=== Section Start ===

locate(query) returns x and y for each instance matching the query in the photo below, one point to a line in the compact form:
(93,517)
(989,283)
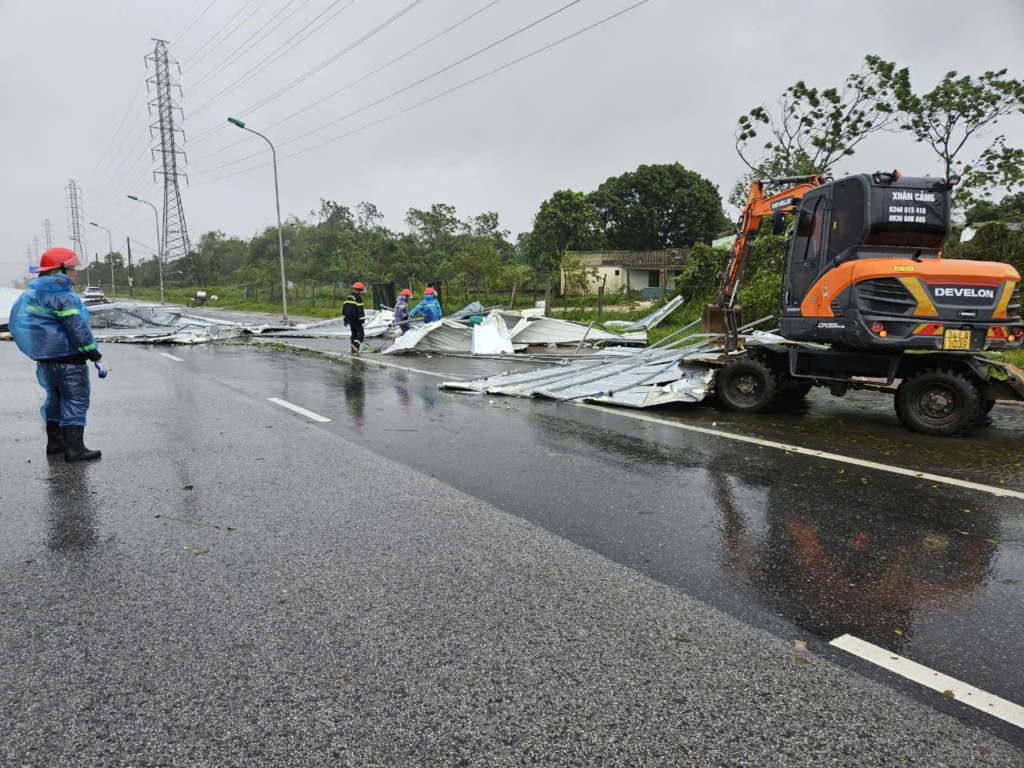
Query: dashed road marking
(987,702)
(943,479)
(299,410)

=== Section End ===

**PROBLEM REQUIREMENTS:** Retype all the entries word for word; the pictures stay out.

**RESPONSE TO THE TASK:**
locate(query) returns x and y for each instance matching the query in the photo below, one point to a line in the compact form:
(93,517)
(989,283)
Query: dashed road marking
(987,702)
(943,479)
(299,410)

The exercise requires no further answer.